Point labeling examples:
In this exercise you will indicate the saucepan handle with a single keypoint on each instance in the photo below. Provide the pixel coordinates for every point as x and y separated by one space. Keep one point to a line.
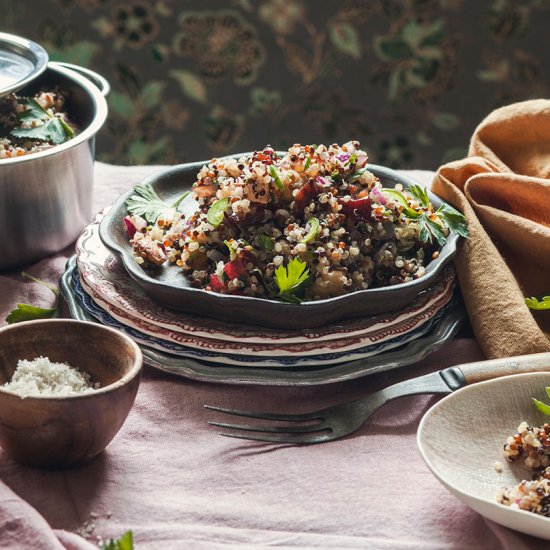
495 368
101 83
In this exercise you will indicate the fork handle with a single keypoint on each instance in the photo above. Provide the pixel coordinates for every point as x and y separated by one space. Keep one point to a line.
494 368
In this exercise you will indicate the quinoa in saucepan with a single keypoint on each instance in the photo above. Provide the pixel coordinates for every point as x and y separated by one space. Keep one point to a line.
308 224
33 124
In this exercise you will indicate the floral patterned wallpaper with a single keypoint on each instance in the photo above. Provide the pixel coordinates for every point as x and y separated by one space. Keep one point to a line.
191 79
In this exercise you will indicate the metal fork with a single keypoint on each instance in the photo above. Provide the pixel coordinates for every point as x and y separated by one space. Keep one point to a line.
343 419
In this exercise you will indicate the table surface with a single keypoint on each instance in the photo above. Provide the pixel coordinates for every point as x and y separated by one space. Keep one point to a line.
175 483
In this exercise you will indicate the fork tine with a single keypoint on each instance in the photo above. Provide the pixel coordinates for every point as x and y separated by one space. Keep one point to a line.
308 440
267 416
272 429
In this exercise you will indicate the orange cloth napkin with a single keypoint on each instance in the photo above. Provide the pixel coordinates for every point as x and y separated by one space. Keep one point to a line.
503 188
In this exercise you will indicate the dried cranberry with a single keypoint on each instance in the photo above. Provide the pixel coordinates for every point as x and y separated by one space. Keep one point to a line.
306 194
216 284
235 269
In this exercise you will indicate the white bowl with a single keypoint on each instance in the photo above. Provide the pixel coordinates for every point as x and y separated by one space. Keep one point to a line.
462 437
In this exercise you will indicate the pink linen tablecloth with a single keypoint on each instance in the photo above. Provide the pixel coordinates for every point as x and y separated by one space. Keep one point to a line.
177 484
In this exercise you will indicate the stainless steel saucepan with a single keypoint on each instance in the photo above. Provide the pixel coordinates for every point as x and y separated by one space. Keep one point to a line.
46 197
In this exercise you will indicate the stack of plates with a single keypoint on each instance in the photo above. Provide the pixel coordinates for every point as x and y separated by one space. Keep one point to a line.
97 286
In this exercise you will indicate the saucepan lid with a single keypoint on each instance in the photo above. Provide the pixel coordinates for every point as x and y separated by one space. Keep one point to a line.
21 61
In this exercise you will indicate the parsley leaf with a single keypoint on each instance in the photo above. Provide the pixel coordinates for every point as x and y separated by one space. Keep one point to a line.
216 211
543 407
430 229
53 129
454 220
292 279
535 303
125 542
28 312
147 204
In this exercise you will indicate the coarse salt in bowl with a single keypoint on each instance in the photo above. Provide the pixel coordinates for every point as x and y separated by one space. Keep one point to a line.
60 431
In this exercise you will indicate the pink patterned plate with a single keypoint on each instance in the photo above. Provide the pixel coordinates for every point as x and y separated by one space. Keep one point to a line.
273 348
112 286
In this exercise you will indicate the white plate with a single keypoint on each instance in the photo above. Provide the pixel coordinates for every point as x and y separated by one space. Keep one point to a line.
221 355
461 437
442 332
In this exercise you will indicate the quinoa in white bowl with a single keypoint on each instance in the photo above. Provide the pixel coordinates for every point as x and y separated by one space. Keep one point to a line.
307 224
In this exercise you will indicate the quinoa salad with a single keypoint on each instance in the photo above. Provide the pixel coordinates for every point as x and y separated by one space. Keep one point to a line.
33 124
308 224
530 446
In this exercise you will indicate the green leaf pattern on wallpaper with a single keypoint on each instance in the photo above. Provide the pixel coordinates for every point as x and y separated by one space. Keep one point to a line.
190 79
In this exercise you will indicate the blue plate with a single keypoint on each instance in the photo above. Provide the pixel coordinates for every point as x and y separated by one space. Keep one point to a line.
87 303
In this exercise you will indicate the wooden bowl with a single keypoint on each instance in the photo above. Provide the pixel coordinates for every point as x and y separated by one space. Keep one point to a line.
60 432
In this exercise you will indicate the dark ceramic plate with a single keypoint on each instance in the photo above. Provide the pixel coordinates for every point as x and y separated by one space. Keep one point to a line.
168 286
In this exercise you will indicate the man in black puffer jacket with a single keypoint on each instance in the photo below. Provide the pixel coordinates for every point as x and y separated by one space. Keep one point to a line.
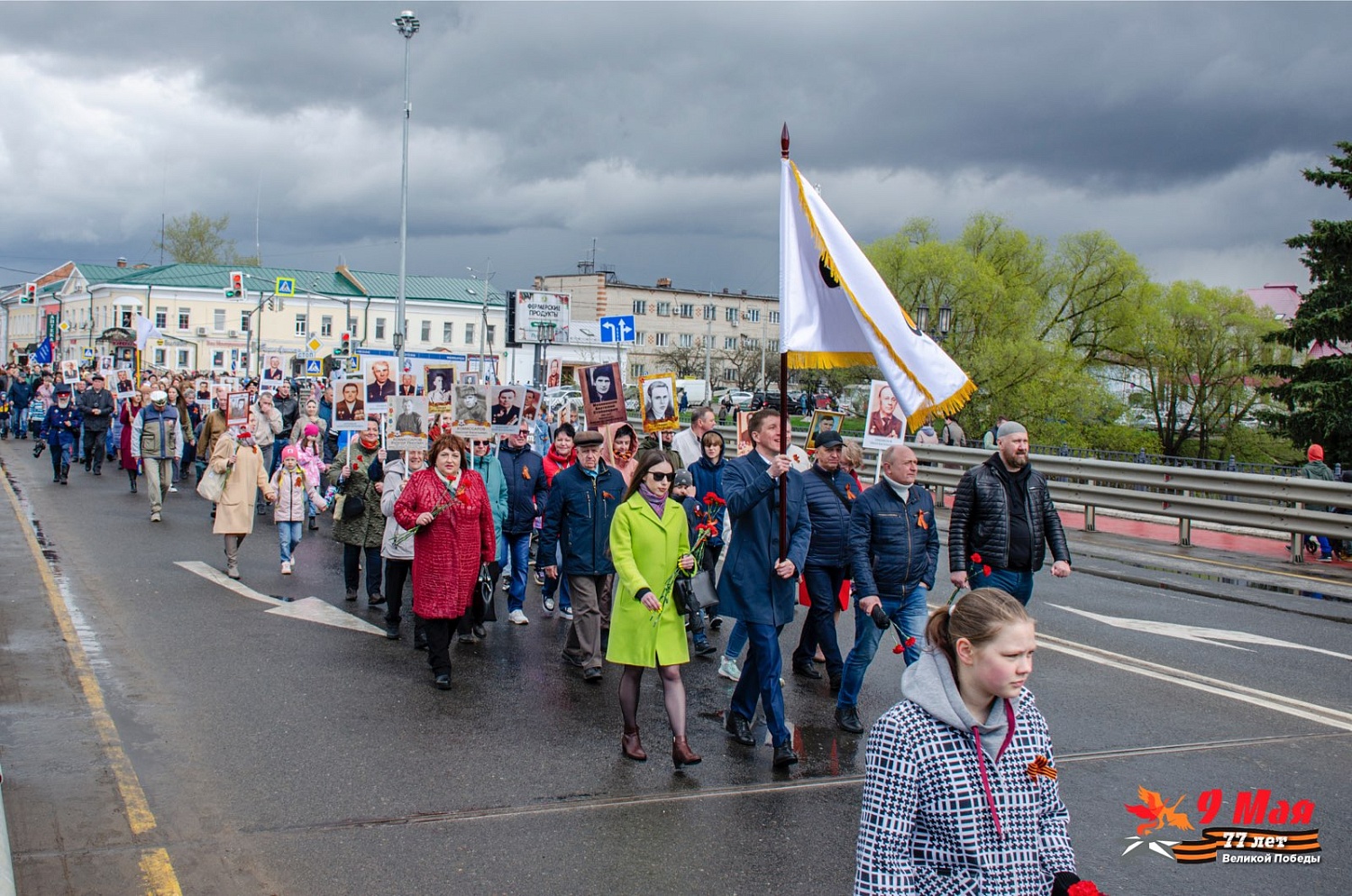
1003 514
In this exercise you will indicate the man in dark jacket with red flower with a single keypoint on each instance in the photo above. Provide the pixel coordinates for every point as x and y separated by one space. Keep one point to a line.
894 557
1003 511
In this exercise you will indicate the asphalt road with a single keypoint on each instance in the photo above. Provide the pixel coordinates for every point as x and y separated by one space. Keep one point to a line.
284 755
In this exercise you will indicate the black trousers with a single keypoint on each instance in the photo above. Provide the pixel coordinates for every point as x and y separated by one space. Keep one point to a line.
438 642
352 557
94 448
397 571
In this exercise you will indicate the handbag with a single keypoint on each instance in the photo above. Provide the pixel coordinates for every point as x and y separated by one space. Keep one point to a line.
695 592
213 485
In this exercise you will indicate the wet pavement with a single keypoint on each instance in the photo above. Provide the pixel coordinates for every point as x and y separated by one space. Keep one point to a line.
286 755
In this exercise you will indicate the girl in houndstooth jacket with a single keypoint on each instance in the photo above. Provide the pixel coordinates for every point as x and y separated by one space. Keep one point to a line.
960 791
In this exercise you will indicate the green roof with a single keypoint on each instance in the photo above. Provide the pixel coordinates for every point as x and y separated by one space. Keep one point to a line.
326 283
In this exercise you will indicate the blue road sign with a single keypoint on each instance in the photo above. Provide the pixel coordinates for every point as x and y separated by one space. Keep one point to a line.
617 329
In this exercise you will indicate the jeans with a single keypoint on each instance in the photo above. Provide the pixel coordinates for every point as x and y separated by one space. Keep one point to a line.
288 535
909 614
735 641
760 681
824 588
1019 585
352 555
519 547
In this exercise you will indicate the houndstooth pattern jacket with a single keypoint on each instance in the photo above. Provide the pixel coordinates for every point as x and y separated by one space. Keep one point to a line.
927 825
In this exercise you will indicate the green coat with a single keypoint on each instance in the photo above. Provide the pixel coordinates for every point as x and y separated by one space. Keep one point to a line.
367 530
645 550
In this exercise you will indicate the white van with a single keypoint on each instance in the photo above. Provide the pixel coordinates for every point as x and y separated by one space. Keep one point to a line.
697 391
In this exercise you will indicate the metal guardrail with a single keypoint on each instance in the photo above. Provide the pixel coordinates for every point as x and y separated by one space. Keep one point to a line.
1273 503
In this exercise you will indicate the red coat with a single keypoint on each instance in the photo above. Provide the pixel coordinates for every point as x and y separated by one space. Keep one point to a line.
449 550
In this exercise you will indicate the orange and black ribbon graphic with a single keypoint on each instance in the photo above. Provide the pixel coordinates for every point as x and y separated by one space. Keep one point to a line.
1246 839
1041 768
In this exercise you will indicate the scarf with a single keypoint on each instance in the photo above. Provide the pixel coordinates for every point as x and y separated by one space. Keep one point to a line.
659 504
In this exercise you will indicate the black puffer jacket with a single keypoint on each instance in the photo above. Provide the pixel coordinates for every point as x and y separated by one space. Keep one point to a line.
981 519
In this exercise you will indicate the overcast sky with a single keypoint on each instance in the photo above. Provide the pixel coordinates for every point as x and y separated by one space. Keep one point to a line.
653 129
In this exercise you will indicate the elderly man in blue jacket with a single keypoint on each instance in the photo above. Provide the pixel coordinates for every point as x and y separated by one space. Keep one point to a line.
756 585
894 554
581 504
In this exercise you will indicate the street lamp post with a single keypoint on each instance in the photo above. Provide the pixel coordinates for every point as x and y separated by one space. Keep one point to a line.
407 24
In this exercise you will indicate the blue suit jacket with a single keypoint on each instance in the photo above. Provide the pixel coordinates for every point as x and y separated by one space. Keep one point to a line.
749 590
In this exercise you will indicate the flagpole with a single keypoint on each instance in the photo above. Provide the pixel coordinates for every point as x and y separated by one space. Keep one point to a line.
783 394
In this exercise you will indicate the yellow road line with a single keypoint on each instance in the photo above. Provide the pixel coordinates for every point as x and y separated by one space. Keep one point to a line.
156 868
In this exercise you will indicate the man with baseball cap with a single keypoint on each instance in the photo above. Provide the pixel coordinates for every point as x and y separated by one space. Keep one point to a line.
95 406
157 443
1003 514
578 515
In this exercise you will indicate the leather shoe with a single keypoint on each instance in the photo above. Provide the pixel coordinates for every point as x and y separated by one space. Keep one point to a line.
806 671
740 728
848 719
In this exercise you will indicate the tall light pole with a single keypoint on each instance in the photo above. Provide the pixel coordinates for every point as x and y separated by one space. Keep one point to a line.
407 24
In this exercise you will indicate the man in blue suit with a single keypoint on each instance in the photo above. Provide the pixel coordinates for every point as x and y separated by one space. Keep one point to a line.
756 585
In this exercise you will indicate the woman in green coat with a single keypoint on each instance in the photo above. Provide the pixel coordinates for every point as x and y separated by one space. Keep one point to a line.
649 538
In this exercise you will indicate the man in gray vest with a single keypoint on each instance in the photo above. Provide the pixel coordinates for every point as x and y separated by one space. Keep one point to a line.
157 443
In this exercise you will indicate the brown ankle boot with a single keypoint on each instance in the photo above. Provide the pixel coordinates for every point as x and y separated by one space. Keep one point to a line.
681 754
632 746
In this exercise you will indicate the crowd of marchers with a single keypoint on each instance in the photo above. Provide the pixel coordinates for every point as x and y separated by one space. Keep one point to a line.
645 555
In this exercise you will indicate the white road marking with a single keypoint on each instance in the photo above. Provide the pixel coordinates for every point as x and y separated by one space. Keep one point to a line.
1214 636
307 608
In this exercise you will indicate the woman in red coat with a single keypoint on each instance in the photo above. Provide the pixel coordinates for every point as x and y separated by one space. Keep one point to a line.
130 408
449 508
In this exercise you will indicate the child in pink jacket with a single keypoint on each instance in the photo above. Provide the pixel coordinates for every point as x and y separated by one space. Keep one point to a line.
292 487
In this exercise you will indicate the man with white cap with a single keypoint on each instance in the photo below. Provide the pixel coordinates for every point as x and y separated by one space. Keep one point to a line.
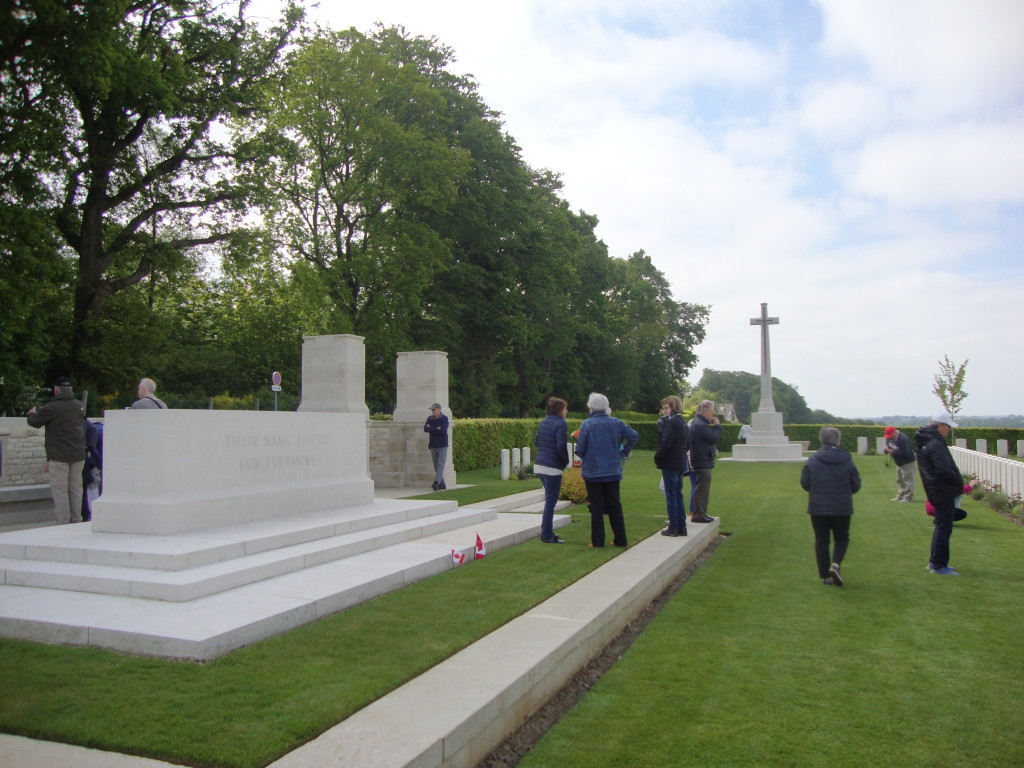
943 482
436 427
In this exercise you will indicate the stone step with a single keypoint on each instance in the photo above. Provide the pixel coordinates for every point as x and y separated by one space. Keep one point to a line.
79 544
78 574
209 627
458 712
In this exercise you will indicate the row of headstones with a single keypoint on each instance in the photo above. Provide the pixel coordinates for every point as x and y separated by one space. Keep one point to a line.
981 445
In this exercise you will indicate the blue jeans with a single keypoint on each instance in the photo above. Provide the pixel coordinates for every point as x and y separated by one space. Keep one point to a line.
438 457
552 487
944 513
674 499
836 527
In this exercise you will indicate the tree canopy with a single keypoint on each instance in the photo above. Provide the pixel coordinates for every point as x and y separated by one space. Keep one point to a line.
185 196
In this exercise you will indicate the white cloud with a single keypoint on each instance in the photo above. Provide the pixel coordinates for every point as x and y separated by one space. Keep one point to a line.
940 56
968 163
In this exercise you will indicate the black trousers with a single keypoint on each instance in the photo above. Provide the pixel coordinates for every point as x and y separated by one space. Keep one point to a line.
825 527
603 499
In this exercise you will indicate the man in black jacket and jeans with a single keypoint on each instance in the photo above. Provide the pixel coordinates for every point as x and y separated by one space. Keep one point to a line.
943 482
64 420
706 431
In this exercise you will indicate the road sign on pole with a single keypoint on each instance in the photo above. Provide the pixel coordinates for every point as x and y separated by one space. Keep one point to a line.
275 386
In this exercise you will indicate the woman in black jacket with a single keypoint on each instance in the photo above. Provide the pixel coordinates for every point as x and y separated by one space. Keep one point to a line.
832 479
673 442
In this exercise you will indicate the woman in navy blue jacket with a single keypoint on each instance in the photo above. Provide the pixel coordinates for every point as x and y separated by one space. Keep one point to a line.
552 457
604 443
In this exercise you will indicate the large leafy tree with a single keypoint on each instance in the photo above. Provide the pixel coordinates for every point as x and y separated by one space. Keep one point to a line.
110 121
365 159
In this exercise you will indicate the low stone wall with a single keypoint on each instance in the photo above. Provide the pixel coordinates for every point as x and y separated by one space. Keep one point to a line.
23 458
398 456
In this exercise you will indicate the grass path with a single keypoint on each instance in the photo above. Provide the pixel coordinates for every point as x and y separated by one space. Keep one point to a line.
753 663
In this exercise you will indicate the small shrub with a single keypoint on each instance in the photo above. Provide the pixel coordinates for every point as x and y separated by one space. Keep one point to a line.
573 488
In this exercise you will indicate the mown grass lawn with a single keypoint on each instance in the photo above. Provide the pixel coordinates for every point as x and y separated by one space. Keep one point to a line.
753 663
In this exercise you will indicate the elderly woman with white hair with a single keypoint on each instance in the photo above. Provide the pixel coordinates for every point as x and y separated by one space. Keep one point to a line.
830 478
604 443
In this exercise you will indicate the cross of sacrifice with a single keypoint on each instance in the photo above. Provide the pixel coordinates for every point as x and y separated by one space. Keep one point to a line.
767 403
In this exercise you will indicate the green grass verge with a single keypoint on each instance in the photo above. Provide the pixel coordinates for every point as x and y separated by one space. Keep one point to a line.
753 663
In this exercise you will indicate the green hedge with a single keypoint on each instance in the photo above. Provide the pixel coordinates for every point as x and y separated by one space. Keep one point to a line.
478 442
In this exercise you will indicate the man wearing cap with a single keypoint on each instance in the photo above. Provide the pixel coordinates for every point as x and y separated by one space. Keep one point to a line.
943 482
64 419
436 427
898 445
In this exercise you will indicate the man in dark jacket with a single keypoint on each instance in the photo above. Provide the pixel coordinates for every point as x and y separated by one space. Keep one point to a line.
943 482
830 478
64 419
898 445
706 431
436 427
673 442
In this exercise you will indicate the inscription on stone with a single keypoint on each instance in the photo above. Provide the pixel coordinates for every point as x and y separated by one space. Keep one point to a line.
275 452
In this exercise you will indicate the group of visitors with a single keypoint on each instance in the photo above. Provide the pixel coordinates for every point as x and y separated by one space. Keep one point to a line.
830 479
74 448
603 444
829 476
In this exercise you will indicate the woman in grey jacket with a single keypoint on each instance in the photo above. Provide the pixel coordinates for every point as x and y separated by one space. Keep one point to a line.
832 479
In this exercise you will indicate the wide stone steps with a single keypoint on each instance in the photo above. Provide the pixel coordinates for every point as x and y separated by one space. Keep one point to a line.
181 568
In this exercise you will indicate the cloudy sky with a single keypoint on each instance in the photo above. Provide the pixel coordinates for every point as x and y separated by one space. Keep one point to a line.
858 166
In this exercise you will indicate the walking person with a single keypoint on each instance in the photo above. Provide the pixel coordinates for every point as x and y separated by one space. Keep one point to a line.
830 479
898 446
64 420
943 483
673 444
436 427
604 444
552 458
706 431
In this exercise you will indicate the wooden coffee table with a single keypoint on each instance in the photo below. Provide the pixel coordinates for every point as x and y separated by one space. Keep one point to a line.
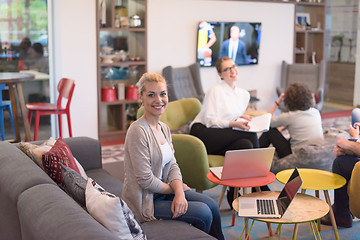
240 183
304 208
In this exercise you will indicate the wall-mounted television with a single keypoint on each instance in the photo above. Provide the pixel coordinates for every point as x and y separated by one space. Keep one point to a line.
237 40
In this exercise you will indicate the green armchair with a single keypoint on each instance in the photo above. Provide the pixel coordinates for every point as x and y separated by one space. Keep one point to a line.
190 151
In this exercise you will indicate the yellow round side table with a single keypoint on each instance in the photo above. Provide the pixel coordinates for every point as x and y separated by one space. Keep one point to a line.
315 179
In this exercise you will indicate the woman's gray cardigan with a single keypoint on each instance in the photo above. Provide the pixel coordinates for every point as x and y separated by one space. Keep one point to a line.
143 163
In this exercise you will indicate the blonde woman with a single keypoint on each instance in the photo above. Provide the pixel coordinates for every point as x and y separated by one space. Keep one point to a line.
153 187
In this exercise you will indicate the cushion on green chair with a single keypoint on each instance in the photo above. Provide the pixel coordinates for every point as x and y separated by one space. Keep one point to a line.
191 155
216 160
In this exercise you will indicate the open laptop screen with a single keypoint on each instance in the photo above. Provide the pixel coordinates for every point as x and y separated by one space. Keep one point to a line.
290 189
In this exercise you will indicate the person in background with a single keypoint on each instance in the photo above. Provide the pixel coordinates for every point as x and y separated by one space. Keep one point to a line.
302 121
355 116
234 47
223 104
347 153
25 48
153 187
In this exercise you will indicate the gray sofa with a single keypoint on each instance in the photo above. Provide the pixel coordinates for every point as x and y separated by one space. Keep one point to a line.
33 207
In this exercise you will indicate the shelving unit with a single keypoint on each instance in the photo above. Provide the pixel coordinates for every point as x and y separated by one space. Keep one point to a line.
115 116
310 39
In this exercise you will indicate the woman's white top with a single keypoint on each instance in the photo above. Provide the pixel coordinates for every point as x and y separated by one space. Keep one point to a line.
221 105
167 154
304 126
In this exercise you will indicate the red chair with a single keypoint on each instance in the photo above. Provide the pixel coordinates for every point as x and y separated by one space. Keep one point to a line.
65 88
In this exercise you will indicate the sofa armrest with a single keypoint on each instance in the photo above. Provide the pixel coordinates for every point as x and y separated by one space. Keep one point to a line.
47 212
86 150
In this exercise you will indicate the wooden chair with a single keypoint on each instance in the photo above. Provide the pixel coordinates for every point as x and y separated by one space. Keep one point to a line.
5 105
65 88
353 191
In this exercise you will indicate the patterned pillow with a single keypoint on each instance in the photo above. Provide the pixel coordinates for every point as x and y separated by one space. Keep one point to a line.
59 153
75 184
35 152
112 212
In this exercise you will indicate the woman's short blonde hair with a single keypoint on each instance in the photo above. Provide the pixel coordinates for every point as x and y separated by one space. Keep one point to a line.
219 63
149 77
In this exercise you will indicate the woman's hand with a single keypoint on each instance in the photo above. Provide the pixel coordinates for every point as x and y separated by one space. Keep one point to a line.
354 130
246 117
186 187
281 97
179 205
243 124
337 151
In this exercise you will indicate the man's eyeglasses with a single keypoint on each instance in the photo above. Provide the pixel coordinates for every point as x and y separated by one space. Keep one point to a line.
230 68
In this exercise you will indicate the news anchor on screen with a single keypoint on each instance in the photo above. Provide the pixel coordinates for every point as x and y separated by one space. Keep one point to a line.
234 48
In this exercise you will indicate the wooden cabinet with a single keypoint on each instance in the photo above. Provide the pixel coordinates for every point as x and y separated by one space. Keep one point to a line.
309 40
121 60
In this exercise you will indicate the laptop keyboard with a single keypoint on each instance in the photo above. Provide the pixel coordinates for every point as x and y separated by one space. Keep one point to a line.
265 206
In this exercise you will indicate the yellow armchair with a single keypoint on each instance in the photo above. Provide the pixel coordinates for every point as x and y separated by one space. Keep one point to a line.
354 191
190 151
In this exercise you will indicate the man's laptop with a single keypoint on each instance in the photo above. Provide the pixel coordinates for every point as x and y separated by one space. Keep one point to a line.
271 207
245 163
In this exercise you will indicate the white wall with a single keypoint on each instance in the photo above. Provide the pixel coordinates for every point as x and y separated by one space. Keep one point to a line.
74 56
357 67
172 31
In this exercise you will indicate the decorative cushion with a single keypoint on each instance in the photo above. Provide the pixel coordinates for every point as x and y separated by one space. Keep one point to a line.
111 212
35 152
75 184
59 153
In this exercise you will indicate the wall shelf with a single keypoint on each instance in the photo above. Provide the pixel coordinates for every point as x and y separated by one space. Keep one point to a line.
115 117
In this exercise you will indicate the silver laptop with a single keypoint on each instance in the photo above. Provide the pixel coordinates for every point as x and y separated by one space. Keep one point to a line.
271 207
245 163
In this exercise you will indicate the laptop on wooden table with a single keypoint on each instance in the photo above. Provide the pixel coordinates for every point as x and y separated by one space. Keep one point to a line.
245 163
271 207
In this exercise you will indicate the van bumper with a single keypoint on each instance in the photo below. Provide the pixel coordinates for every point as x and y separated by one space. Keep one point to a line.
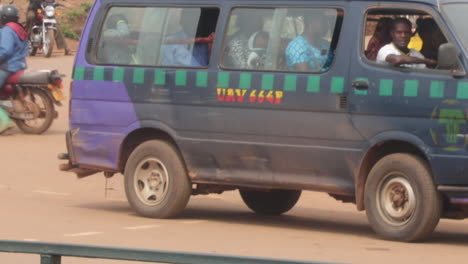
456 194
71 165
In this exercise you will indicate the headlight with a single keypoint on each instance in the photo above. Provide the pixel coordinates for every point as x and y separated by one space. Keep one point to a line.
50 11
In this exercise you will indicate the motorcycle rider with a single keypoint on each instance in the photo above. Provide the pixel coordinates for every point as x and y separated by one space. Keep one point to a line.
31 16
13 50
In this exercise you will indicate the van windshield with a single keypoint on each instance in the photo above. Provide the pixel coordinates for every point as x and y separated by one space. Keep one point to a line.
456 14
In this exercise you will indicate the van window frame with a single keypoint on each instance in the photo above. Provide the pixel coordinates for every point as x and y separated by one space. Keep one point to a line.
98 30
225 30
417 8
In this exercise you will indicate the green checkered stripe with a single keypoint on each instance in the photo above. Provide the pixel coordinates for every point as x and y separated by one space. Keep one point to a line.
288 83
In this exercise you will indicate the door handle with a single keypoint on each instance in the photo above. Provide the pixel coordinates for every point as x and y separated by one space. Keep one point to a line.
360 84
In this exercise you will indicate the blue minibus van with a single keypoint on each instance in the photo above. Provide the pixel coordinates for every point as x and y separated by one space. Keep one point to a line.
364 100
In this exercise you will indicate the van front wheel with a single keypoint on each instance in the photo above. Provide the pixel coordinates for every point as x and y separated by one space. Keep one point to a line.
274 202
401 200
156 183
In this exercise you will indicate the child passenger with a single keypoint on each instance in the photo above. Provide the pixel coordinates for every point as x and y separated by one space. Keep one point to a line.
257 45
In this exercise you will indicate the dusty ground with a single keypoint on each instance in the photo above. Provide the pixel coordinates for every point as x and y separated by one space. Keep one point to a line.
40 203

DIRECTION: Give again only the lines of the material above that run from the one with "In this exercise you will indicate the door" through the end, both included, exactly as they appear.

ANSWER TO THE EXERCISE:
In this exercise you will indicate the door handle with a single keypoint on each instance in the photo above. Provide the pixel coordinates for every point as x and y separated by one space. Keep one point to a line.
360 84
In this exercise you will indicate the blue minibus van with a single keypoint on each instance in the photo above. Provide the pixel coordinates for every point as x and y separated by one space. Keep one point to a line.
364 100
In this exercise you will indicate the van front wheel with a single keypoint on each instance in the photo above. Provide the pixel coordinates for every point as x and y separated by one space. Keep one point to a line.
274 202
401 200
156 183
In this exercise you will indicate the child passenger with a single keypoint on each instance in the photo above. Provide the pixel coordinates for every point as x and y separated by one space. Keep one point to a line.
257 45
In this exercise you will indicate the dusty ground with a single keypoint on each instance in the photo above. Provide the pixel coordinates for every point as x and y separated by one space. Keep one point to a line.
40 203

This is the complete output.